>> begin
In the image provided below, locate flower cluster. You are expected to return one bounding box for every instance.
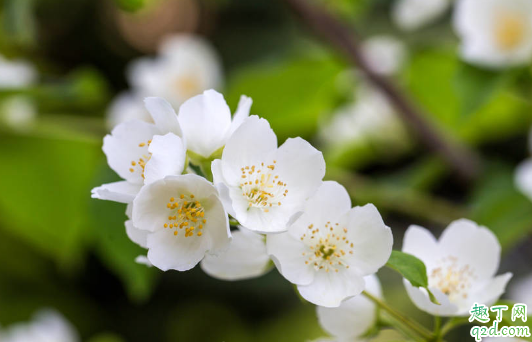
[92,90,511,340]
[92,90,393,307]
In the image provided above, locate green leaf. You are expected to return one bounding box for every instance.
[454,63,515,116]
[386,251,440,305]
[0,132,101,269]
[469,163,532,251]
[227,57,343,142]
>> end
>> begin
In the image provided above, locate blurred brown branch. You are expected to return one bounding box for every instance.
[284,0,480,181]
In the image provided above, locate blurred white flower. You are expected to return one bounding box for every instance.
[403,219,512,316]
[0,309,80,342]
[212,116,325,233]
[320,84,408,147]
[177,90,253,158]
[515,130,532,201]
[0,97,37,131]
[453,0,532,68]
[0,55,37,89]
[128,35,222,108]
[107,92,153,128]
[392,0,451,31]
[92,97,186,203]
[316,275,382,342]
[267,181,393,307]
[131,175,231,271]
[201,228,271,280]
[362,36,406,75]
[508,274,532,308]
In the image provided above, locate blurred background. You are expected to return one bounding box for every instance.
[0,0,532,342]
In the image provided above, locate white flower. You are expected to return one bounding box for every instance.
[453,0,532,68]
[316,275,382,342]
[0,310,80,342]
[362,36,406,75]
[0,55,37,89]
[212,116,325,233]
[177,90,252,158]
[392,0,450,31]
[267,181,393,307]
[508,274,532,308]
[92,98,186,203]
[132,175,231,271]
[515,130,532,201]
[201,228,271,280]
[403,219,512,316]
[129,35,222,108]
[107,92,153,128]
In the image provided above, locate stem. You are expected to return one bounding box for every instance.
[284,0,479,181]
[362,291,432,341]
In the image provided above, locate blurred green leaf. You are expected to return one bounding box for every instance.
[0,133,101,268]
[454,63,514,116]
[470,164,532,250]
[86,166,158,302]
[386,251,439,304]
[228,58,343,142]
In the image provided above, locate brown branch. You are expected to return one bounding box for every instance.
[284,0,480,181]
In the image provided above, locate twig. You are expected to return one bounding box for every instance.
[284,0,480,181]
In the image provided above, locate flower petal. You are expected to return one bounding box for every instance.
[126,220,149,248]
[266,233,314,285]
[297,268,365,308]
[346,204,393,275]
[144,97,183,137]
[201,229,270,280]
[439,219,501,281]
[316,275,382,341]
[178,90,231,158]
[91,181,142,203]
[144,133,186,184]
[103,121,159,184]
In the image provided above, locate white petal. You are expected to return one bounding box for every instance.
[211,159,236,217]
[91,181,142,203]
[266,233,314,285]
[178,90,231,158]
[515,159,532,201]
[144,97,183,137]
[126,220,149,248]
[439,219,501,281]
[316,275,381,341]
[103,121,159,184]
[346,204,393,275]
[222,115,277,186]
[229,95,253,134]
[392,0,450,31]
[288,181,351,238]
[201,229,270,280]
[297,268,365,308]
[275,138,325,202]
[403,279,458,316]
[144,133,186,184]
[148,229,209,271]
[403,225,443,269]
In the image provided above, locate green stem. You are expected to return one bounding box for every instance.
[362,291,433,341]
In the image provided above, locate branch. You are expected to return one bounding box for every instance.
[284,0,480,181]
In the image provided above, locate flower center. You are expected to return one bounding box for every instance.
>> end
**The request**
Arrange the lines of the listing above, from the line with "In the image provided above, locate green leaf." through the line with "[227,57,343,142]", as a numbered list, leaving out any blank lines.

**Exercise result**
1. In the image provided above, locate green leaf. You are expected to return one bounding box for every instance.
2. [454,63,515,116]
3. [386,251,440,305]
4. [0,132,101,269]
5. [469,163,532,251]
6. [227,57,343,142]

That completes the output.